» Prompt: Pick out every line in the rows below that contains the word "face", and copy each one.

» Information shown:

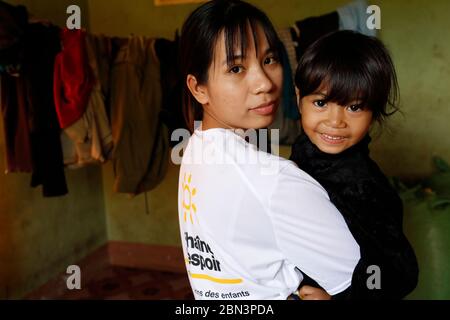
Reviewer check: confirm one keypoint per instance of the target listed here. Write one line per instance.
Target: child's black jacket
(373, 212)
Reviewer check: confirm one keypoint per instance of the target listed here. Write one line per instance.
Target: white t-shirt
(249, 219)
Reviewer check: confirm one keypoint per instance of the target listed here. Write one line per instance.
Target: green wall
(40, 237)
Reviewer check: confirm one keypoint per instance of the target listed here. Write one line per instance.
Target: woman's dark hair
(199, 36)
(350, 66)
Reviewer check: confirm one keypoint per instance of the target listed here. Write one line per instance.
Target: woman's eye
(320, 103)
(270, 60)
(236, 69)
(355, 108)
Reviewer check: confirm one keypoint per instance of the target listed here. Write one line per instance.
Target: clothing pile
(70, 99)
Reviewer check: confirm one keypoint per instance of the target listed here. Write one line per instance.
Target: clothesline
(66, 104)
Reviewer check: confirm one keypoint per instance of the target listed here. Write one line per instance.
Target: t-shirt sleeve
(310, 231)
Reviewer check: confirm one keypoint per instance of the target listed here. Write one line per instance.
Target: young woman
(249, 220)
(346, 83)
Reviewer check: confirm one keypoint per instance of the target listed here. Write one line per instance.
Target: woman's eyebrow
(233, 59)
(241, 57)
(320, 93)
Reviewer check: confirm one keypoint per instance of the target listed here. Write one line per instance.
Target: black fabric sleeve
(373, 212)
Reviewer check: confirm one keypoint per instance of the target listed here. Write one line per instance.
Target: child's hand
(312, 293)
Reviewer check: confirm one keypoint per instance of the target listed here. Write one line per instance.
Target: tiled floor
(102, 281)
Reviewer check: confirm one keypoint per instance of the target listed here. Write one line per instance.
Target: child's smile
(331, 127)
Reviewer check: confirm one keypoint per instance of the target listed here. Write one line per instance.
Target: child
(346, 82)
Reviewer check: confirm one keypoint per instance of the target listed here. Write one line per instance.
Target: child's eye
(320, 103)
(355, 108)
(236, 69)
(270, 60)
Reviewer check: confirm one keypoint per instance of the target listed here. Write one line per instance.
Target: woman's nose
(336, 117)
(263, 83)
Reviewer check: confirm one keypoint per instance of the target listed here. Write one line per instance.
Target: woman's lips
(331, 139)
(265, 109)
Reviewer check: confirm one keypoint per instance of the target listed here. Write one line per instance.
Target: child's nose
(336, 117)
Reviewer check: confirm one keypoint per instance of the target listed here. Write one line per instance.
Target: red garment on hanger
(73, 79)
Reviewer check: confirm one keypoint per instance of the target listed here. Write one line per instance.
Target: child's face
(331, 127)
(245, 94)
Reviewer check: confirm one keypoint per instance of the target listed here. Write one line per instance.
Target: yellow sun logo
(188, 193)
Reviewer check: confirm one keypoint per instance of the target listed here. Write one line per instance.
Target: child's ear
(299, 101)
(198, 91)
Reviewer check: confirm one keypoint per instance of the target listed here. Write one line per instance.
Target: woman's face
(245, 94)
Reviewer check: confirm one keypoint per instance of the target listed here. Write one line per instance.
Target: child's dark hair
(351, 67)
(199, 36)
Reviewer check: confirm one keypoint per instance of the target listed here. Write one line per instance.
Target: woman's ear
(198, 91)
(299, 101)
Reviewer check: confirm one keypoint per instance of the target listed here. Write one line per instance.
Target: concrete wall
(40, 237)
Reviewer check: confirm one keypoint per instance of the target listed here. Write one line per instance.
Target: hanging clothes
(41, 47)
(308, 30)
(73, 79)
(89, 139)
(15, 118)
(171, 85)
(13, 22)
(141, 148)
(28, 110)
(353, 16)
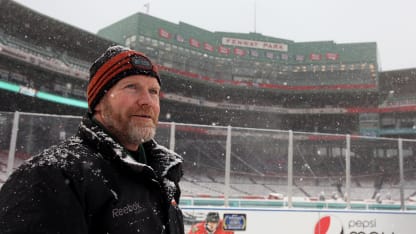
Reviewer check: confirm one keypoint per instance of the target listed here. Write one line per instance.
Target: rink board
(305, 221)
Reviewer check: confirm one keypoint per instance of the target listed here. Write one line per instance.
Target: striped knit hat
(116, 63)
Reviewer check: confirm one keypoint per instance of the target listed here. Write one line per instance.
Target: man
(211, 225)
(111, 177)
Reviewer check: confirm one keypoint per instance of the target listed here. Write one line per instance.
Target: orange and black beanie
(116, 63)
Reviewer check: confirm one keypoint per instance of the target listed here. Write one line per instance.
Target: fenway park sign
(265, 45)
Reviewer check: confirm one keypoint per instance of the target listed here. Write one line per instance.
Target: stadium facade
(220, 78)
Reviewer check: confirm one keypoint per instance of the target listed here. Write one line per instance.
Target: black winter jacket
(91, 184)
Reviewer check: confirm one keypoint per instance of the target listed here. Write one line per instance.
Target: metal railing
(228, 163)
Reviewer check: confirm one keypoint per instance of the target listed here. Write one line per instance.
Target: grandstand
(215, 79)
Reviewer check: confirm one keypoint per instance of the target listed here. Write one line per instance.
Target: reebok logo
(129, 208)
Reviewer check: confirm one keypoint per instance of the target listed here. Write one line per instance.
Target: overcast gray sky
(389, 23)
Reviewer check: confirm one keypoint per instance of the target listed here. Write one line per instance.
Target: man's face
(130, 110)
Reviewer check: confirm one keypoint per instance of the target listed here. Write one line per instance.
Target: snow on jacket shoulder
(90, 184)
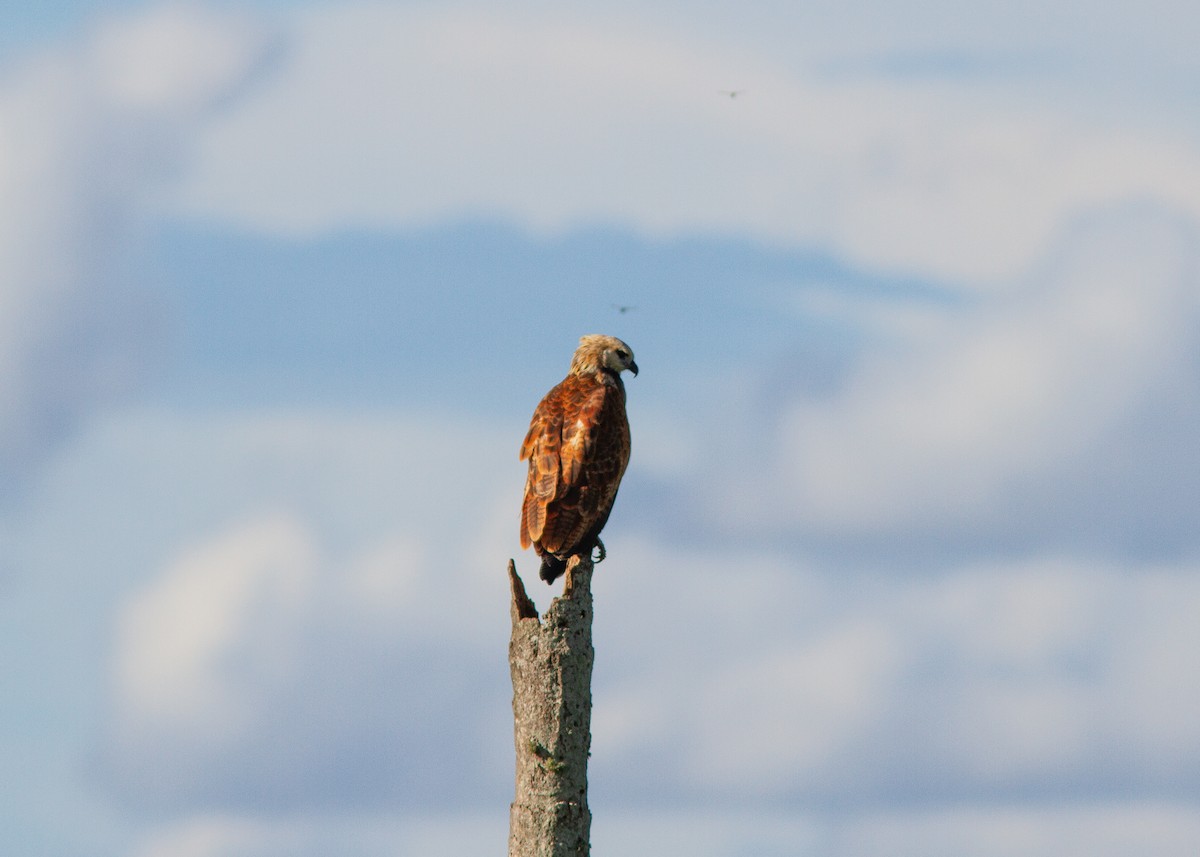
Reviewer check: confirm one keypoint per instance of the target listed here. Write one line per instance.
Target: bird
(577, 448)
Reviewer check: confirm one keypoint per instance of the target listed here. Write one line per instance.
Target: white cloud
(1021, 414)
(1044, 677)
(87, 138)
(390, 117)
(1099, 829)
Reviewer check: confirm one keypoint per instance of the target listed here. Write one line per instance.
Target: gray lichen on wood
(551, 664)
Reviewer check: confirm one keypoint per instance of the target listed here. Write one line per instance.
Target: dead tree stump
(551, 664)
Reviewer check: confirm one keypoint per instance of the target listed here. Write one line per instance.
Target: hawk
(577, 449)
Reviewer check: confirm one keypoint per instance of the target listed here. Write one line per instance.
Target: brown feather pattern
(577, 448)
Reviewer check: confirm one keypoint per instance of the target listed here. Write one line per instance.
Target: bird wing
(541, 448)
(580, 429)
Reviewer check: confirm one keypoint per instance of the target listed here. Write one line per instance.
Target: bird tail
(552, 568)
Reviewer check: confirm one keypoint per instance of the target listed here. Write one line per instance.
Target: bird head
(598, 352)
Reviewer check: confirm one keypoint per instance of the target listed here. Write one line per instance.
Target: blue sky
(906, 559)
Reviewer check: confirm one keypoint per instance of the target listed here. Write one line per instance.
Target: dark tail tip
(552, 568)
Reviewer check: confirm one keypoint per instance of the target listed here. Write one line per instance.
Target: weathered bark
(551, 665)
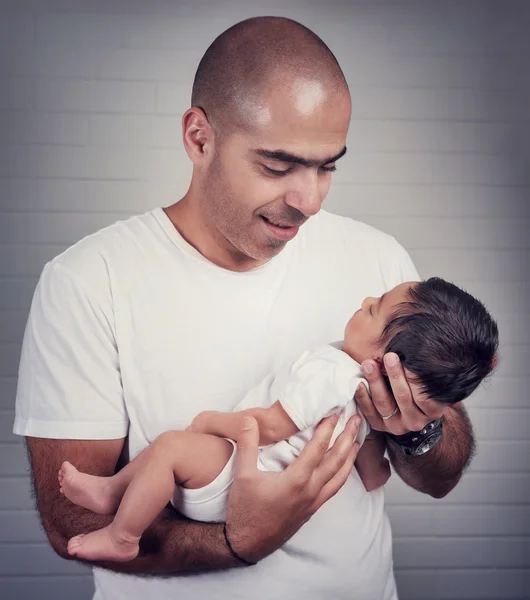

» Response to this exercise:
Target: child's face
Target: woman's face
Target: man's face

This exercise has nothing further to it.